• **Text to read**:

The new Business Health and Praemium report, titled Practice management by the numbers, compared financial data from over 300 advice firms nationally and found that the average revenue earned per client was $3,558.
The report suggested practices charging significantly higher than this amount were those “providing highly technical services/advice to high-net-worth clients”, while practices charging less than this may be “deliberately focused on a lower-net-worth clientele”.
However, the consulting firm urged businesses with fee levels below the average to consider whether they were delivering their services profitably and if they could afford to keep servicing some types of clients.
“Are there some clients who are receiving much more from your practice than their fee justifies – perhaps they are taking up a disproportionate amount of your time and resources for example,” the report suggested.
“Most likely, your staff will know. Is it time to review their fees and/or move them on?”
The report also revealed that the average number of clients per adviser was 421, with higher client numbers indicating a practice was leveraging technology to drive efficiency and had a strong people management strategy in place, while lower numbers indicated a practice could have a “capability or skills issue in play”.
Business Health said advisers servicing significantly less clients than this needed to assess the balance of time being spent on tasks that were not core to their role.
Further, the report said the average firm spent around 44 per cent of revenue on staff salaries, 6 per cent of revenue on rent, and had approximately 1.1 support staff member per adviser.
Firms also had an average of 4.23 out of five in terms of client satisfaction ratings, and a notional profitability of 28.2 per cent.
Business Health said while there could be good reasons for advice firms to be less profitable than others – for instance if they were scaling up or in start-up mode – practice principals should address some of the key metrics around efficiency and costs to see which should be tweaked.
“Review your revenue flows over the past three or so years. Has it been steadily growing, remaining static or declining? What have been the drivers?” the report said.
“The biggest expense items for most practices are; salaries, licensee fee, technology and rent. When was the last time you thought about the cost-benefit of each? Does outsourcing provide another option?”




These numbers aren’t stacking up…..421 x 3.6K = 1.5M!!!! per adviser with 1.1 support staff. There is clearly a disconnect in the numbers which will give the many practices, trying to get their business models sorted a whole bunch of false metrics. Can we get the true story pls? I have some pretty strong views on this from coaching 250+ practices and see the next few years as vital for our profession. Lets get the numbers right please.
This is why I’ve had enough. Absolute Muppets setting the rules around what we can and can’t do and what we are and aren’t doing. 421 average active clients? What do they get? A 10 min phone review once a year? Even better, a nice shiny report once a year? Sounds like an analysis done on a Robo advice practice if you ask me.
The cost of advice is so much more expensive than it needs to be due to over regulation. The regulation was put in place to somehow improve ethics in the industry and try and weed out the few rogue advisors. Now the price that has to be charged to cover costs is so high that it is unethical.
Consider the average income in Australia and then expecting people to spend roughly 5% of that on financial advice is not realistic.
So much good advice at the level most people actually need could be done for about $500 per year and $3,000 just for those major life event periods.
But impossible in the current environment.

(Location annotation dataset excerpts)
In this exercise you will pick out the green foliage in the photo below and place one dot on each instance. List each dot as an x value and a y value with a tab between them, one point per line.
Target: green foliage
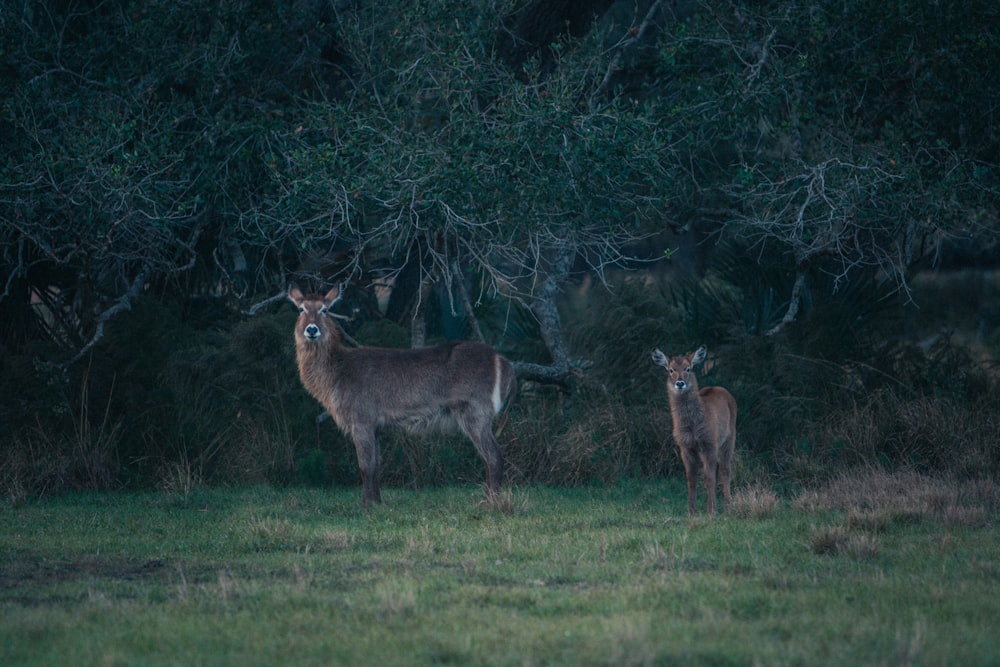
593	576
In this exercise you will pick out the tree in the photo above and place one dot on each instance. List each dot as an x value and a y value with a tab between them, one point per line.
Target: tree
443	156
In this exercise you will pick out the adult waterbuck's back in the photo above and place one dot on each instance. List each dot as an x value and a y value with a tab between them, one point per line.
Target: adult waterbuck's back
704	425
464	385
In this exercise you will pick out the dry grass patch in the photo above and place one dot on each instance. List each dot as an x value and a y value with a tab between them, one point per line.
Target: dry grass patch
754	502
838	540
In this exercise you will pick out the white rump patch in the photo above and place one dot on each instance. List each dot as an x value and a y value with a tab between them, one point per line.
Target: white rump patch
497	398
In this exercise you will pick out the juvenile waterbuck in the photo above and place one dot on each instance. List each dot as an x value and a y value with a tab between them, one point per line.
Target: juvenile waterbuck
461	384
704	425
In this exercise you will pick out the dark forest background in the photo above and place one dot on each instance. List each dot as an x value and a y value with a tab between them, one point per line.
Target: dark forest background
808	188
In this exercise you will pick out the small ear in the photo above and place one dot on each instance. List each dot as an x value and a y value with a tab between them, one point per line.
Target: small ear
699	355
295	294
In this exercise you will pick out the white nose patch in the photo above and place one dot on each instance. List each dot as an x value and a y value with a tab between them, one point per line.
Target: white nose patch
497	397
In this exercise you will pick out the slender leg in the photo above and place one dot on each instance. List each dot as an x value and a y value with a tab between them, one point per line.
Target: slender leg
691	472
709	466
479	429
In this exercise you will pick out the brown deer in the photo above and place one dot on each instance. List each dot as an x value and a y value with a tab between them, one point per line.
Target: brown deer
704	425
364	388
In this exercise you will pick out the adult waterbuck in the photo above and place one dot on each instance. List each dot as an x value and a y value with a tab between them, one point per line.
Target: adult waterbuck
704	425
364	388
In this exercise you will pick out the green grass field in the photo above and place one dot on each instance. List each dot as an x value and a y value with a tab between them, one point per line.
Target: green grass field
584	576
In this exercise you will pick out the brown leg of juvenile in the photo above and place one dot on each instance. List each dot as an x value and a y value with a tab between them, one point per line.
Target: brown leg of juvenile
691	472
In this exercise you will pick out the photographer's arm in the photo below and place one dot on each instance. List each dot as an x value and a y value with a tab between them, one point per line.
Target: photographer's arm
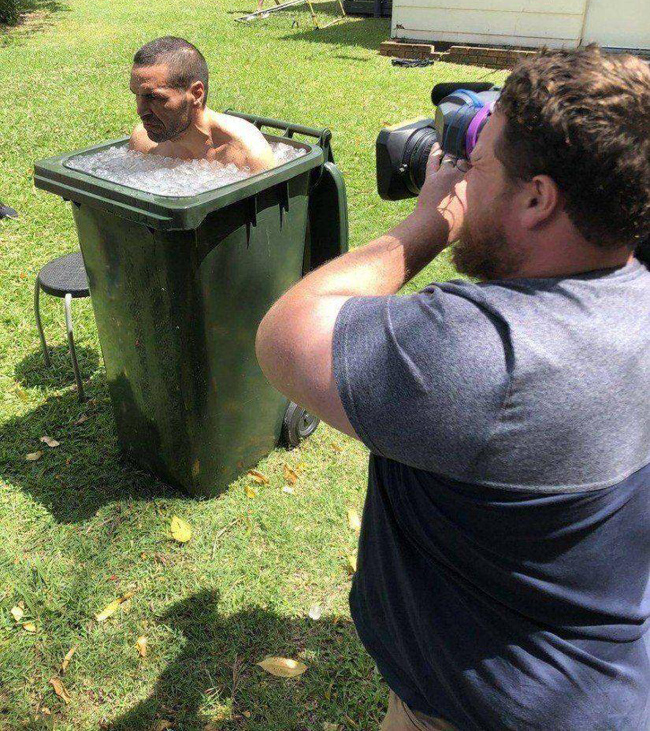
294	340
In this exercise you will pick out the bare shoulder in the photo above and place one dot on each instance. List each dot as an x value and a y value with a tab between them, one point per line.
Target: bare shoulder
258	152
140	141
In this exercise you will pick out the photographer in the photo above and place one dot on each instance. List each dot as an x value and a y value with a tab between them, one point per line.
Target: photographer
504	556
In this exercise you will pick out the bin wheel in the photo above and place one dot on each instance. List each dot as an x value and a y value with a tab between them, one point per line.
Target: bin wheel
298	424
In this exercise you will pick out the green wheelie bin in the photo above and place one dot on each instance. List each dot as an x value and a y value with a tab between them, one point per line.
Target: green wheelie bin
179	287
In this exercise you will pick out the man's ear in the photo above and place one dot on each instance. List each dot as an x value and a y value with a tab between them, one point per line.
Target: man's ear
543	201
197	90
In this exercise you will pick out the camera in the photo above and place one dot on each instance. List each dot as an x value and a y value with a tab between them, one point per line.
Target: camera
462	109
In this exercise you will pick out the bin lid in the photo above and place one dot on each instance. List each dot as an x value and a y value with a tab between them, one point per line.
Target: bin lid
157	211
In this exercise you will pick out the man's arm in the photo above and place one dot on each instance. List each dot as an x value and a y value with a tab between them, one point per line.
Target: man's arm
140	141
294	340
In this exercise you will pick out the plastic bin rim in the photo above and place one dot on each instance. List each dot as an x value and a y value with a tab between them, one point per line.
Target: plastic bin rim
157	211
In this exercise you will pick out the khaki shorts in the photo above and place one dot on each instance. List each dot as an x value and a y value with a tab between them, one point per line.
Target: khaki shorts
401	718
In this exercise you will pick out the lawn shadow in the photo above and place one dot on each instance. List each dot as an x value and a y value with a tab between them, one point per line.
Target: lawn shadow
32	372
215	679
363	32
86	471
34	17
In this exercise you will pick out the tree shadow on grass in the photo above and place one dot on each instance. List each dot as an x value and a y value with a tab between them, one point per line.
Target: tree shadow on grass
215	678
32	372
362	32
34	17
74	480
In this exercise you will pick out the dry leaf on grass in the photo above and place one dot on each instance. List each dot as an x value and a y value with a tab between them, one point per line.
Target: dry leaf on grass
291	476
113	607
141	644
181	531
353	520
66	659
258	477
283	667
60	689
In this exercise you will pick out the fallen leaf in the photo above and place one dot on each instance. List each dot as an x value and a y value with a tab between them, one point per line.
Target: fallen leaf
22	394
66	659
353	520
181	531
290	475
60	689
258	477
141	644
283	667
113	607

• **Written request 1**:
Reproduce everything in the passage on advice practice metrics from "Further, the report" down to "28.2 per cent.".
• **Written request 2**:
In the passage on advice practice metrics, what did the report give as the average number of clients per adviser?
Rely only on the passage on advice practice metrics.

• **Final answer 1**:
Further, the report said the average firm spent around 44 per cent of revenue on staff salaries, 6 per cent of revenue on rent, and had approximately 1.1 support staff member per adviser.
Firms also had an average of 4.23 out of five in terms of client satisfaction ratings, and a notional profitability of 28.2 per cent.

• **Final answer 2**:
421